OPDRACHT: Selecteer in het materiaal hieronder alle regels waarin het woord "stone" voorkomt, en neem die regels over.

GETOOND MATERIAAL:
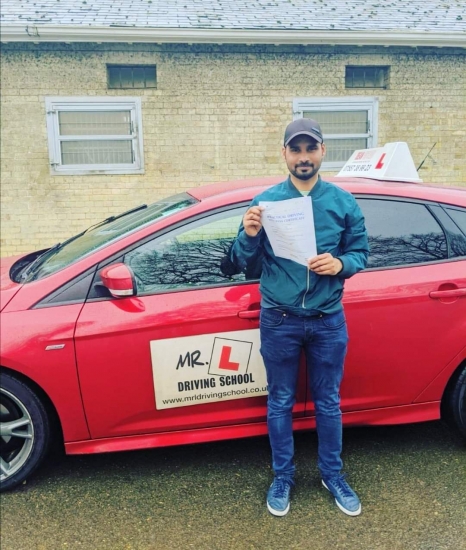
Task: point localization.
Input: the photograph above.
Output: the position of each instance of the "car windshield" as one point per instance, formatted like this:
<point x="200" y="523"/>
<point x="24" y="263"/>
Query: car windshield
<point x="112" y="229"/>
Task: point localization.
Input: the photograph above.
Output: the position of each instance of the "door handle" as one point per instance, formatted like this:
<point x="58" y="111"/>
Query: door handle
<point x="249" y="314"/>
<point x="452" y="293"/>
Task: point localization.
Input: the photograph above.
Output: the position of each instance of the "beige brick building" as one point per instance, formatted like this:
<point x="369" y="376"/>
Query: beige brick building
<point x="216" y="112"/>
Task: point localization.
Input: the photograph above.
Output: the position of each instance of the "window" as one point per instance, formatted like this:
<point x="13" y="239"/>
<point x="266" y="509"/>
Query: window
<point x="189" y="257"/>
<point x="459" y="217"/>
<point x="366" y="76"/>
<point x="348" y="124"/>
<point x="402" y="233"/>
<point x="131" y="76"/>
<point x="92" y="134"/>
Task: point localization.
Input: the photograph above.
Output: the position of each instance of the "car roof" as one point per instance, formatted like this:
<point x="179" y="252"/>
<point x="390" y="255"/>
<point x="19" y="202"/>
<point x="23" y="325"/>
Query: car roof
<point x="247" y="188"/>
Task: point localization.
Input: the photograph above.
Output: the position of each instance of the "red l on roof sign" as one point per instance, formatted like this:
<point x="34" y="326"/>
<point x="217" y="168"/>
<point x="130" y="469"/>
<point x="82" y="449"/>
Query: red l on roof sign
<point x="392" y="162"/>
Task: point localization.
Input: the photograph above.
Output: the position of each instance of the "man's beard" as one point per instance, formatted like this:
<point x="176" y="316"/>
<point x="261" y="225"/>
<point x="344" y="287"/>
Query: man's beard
<point x="307" y="175"/>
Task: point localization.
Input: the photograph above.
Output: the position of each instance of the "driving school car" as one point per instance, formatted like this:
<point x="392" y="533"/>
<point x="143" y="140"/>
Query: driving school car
<point x="136" y="334"/>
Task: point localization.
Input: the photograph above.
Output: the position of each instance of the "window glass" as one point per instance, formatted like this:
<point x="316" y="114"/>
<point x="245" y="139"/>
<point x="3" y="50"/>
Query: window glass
<point x="366" y="76"/>
<point x="190" y="257"/>
<point x="402" y="233"/>
<point x="348" y="124"/>
<point x="103" y="234"/>
<point x="95" y="133"/>
<point x="459" y="217"/>
<point x="456" y="239"/>
<point x="132" y="76"/>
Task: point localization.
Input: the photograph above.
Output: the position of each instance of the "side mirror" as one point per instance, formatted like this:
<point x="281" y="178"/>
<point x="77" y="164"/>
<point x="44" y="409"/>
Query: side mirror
<point x="119" y="280"/>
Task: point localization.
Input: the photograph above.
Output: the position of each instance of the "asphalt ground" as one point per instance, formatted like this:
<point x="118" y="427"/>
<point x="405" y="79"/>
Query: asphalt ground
<point x="411" y="480"/>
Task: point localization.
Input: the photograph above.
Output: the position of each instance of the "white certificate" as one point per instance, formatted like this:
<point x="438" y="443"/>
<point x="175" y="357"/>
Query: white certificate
<point x="289" y="225"/>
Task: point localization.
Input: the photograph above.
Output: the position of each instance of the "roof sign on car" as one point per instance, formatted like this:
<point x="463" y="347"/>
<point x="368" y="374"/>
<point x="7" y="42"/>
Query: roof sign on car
<point x="392" y="162"/>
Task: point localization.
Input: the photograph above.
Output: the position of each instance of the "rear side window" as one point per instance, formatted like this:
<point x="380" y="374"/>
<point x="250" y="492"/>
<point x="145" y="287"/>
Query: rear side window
<point x="459" y="217"/>
<point x="402" y="233"/>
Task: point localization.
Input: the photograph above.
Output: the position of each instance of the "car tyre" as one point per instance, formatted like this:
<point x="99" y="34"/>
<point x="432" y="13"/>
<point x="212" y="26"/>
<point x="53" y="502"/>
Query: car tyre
<point x="24" y="431"/>
<point x="455" y="411"/>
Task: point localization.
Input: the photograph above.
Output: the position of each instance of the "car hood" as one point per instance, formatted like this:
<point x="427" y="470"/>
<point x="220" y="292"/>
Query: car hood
<point x="8" y="288"/>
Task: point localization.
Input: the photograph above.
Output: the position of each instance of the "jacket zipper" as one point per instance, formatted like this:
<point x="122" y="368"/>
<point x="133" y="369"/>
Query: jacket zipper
<point x="307" y="290"/>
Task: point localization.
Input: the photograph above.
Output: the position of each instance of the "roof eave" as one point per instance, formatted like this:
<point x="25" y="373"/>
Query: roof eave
<point x="63" y="33"/>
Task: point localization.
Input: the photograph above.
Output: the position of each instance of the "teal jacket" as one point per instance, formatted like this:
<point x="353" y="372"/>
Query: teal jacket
<point x="340" y="230"/>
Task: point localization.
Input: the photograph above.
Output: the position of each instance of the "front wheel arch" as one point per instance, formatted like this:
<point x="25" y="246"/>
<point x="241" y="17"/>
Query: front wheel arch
<point x="28" y="401"/>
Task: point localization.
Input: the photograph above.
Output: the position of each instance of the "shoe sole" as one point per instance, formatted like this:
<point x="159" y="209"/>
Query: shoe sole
<point x="344" y="510"/>
<point x="278" y="513"/>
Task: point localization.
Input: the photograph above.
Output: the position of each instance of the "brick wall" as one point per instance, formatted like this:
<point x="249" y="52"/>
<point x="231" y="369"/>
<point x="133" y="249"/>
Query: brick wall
<point x="218" y="113"/>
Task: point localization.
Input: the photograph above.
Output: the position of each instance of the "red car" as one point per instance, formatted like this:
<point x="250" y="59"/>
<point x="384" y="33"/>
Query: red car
<point x="133" y="334"/>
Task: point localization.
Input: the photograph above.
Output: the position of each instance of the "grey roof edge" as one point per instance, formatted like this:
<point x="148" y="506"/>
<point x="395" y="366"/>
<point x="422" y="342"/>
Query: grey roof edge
<point x="62" y="33"/>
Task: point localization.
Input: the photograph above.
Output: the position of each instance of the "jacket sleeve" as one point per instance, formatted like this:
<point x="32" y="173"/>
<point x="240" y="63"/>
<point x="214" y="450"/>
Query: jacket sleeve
<point x="247" y="252"/>
<point x="354" y="246"/>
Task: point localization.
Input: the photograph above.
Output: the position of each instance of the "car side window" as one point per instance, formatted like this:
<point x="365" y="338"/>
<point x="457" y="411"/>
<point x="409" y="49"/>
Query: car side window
<point x="402" y="233"/>
<point x="187" y="257"/>
<point x="459" y="217"/>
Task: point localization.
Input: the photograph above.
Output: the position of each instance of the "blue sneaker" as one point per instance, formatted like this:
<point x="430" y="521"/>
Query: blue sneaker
<point x="347" y="500"/>
<point x="278" y="496"/>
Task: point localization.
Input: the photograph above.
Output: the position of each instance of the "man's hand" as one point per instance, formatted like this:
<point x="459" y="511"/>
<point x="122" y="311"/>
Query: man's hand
<point x="325" y="264"/>
<point x="252" y="220"/>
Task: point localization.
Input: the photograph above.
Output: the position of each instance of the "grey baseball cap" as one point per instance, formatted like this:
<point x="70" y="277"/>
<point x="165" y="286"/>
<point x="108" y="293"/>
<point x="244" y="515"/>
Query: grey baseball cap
<point x="306" y="126"/>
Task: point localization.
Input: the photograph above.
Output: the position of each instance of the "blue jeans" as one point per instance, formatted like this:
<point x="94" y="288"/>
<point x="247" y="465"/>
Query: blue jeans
<point x="324" y="341"/>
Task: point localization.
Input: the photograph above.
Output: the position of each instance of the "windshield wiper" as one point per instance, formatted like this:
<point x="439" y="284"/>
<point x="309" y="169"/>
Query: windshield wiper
<point x="24" y="275"/>
<point x="56" y="247"/>
<point x="113" y="218"/>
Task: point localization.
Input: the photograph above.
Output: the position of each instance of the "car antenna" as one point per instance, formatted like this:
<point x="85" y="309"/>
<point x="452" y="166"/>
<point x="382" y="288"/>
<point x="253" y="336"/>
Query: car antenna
<point x="420" y="166"/>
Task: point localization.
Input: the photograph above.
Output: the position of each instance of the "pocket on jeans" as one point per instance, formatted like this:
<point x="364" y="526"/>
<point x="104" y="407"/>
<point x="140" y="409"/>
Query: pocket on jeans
<point x="271" y="318"/>
<point x="334" y="320"/>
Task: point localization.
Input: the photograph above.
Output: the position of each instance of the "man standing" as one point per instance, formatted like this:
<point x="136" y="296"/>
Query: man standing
<point x="301" y="309"/>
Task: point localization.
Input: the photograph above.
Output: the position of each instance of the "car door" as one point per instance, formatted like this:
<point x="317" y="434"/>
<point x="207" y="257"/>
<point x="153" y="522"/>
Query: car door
<point x="404" y="326"/>
<point x="182" y="354"/>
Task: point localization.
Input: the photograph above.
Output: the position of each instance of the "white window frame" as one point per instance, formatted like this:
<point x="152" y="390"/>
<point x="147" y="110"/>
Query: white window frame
<point x="315" y="104"/>
<point x="53" y="107"/>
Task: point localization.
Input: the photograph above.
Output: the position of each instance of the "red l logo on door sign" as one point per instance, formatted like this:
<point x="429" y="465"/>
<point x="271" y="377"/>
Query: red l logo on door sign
<point x="225" y="362"/>
<point x="380" y="163"/>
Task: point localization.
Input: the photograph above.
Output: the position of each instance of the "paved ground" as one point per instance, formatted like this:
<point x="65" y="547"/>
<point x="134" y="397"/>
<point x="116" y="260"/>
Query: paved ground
<point x="411" y="479"/>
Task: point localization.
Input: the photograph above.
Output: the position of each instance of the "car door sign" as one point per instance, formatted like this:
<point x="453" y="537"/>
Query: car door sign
<point x="204" y="369"/>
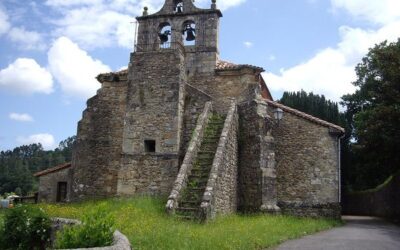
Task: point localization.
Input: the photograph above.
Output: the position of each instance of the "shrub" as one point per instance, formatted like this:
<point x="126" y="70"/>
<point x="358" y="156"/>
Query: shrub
<point x="26" y="227"/>
<point x="96" y="230"/>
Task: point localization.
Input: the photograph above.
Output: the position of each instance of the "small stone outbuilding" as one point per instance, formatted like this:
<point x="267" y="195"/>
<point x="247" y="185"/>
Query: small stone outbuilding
<point x="180" y="122"/>
<point x="55" y="183"/>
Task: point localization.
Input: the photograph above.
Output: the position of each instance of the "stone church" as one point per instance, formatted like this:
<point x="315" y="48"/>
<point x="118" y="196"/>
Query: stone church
<point x="182" y="123"/>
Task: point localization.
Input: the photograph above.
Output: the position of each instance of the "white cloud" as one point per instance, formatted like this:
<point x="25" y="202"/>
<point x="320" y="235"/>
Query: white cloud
<point x="375" y="11"/>
<point x="272" y="58"/>
<point x="331" y="71"/>
<point x="63" y="3"/>
<point x="21" y="117"/>
<point x="248" y="44"/>
<point x="47" y="140"/>
<point x="74" y="69"/>
<point x="25" y="39"/>
<point x="4" y="24"/>
<point x="95" y="26"/>
<point x="27" y="77"/>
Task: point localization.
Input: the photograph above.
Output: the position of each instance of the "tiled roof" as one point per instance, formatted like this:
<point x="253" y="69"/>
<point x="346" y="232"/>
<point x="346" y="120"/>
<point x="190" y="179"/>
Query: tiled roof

OPLOSSING:
Output: the position of each instance of the "small stone outbuilding" as one point per instance, formatted like this:
Query: small stone outbuilding
Output: the position of each instance of the "stone church" as one point per instance, formatted like this:
Query: stone church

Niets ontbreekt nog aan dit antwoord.